*THE PROBLEM:*
In the news report below about a planned Peres-Arafat meeting, copy word for word the stretch from "Israeli diplomatic sources" through "Peres and Arafat.".
DOCUMENT SEGMENT START
Israeli diplomatic sources said Friday that Palestinian President Yasser Arafat and Israeli Foreign Minister Shimon Peres are likely to meet Saturday night, and it will subject to the security situation in the Palestinian territories, reported Haaretz newspaper.
But it quoted Palestinian sources as saying that Peres had asked Arafat to delay the meeting to Sunday
An Israeli cabinet meeting held late Thursday night ended with no substantial decisions reached in regard to a meeting between Peres and Arafat.
Diplomatic sources said that Sharon would affirmatively respond the request from the United States to allow the Peres-Arafat meeting to take place, despite the fragile ceasefire that is not absolute.
Before midnight Thursday cabinet ministers held a diplomatic-security meeting.
According to the paper, several high-ranking Israeli military officials said that a cease-fire proposed by Arafat on Wednesday was not “holding out.”
They said that Arafat was making efforts to enforce the truce, but that they were not enough. The officials added that the proposal was only a “tactical step intended to buy time.”
Before the cabinet convened, Peres and Sharon met to discuss Peres' planned meeting with Arafat.
DOCUMENT SEGMENT END
RECORD EXCERPTS START
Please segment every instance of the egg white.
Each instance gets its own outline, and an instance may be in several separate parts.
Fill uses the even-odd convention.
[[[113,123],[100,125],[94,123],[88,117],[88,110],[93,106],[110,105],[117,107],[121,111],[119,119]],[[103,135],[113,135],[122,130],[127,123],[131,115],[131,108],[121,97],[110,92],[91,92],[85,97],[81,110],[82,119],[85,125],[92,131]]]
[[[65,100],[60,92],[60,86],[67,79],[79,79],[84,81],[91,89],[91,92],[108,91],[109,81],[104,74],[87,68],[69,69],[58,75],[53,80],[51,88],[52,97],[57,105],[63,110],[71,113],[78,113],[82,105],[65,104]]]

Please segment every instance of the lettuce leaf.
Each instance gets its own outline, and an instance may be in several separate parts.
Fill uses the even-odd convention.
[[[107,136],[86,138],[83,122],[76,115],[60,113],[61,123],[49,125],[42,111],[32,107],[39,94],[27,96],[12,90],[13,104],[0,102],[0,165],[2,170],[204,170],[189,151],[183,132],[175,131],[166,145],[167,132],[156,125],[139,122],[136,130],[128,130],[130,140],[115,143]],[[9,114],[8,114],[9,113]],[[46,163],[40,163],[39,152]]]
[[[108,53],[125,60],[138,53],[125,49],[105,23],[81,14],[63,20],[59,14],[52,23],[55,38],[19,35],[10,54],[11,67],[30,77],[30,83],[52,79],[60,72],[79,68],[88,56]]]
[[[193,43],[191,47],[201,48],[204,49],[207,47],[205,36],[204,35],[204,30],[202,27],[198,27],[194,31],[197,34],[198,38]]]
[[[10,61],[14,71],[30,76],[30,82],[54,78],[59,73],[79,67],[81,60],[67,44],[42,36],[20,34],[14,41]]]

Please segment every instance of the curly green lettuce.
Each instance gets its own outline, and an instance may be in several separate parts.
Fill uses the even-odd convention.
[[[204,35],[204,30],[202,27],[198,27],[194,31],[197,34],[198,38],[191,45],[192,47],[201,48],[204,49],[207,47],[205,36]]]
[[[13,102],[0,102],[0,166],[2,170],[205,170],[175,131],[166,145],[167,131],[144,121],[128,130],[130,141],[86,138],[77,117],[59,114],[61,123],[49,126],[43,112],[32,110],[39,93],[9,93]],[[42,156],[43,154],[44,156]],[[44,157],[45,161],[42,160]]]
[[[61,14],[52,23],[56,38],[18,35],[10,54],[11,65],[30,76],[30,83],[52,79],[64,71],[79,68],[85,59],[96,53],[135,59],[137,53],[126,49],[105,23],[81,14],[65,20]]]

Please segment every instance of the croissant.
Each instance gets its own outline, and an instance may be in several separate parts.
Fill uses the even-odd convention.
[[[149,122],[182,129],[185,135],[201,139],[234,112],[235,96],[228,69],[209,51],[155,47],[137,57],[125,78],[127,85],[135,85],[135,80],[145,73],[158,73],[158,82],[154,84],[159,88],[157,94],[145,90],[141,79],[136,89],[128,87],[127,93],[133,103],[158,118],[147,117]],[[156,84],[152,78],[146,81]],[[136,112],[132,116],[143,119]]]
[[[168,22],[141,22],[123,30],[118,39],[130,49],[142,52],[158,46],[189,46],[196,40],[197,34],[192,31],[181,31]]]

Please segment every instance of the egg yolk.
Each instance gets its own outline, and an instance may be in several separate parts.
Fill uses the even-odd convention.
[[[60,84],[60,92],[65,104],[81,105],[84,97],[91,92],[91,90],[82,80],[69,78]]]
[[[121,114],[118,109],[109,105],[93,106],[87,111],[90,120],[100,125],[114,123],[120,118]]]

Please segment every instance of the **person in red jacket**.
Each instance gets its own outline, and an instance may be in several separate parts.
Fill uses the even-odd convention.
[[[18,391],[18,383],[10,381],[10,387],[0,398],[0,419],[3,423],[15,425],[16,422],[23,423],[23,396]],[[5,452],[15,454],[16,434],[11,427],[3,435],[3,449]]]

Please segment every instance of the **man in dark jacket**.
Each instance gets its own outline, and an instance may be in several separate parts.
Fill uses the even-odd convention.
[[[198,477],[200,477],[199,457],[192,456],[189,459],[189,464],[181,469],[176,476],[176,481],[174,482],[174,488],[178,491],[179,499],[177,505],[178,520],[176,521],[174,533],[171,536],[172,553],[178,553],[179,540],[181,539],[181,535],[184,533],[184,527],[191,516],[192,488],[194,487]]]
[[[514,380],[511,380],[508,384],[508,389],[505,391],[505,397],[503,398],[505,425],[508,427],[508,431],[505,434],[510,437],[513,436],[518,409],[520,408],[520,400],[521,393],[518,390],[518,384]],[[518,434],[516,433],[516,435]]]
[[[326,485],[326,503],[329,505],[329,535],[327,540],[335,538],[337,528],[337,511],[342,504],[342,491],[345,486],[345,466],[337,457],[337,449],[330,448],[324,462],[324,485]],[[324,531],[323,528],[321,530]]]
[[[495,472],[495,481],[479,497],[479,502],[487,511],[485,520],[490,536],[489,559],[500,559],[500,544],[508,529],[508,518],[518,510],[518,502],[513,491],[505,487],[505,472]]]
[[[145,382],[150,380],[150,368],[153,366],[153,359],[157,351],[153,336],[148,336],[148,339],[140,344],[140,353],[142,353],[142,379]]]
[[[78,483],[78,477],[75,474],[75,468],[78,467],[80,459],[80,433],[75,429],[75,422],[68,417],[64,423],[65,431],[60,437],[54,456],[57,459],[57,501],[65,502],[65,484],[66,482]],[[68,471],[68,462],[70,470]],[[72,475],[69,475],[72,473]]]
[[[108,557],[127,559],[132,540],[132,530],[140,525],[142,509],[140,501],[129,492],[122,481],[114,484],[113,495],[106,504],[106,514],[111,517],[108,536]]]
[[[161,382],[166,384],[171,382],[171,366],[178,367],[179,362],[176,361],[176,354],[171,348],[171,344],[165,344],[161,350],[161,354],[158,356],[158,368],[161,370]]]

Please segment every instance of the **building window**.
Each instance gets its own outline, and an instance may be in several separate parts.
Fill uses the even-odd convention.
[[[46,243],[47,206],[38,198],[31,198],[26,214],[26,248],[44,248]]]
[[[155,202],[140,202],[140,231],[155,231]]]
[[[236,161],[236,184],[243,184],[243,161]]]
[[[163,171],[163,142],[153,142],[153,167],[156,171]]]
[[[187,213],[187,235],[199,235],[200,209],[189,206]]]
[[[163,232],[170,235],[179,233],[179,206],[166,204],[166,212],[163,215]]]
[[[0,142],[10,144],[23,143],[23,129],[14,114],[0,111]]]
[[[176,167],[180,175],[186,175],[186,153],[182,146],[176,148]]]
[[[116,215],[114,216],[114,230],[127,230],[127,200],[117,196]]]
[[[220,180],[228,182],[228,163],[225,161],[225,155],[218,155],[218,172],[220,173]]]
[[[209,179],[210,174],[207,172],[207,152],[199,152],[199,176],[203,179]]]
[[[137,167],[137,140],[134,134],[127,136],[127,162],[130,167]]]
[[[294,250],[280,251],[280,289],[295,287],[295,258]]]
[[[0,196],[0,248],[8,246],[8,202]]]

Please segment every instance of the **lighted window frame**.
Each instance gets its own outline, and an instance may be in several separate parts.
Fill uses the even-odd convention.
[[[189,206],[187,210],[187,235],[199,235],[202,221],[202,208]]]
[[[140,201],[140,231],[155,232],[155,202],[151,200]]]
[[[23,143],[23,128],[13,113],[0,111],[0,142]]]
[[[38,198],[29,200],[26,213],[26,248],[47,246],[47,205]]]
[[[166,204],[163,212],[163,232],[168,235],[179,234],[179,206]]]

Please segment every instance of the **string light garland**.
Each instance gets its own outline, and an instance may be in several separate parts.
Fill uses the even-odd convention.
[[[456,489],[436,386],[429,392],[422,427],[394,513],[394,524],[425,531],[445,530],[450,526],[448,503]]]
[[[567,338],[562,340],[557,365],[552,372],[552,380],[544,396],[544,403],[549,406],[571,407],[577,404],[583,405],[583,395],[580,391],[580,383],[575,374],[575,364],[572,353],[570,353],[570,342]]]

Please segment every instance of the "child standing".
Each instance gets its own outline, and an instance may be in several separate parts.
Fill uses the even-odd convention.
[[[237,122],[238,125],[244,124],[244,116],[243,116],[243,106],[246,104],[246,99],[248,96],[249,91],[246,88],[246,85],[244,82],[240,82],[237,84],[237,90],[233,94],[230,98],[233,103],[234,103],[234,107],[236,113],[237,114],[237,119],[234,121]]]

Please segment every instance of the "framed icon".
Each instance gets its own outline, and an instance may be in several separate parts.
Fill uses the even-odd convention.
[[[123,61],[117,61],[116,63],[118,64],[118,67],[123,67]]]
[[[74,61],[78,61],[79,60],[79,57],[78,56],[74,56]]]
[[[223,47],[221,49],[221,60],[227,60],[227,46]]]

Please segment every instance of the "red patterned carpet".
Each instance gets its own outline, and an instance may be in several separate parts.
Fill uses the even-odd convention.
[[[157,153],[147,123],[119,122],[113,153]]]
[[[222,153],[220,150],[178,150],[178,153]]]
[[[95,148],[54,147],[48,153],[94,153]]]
RECORD EXCERPTS END
*FINISHED EXERCISE:*
Israeli diplomatic sources said Friday that Palestinian President Yasser Arafat and Israeli Foreign Minister Shimon Peres are likely to meet Saturday night, and it will subject to the security situation in the Palestinian territories, reported Haaretz newspaper.
But it quoted Palestinian sources as saying that Peres had asked Arafat to delay the meeting to Sunday
An Israeli cabinet meeting held late Thursday night ended with no substantial decisions reached in regard to a meeting between Peres and Arafat.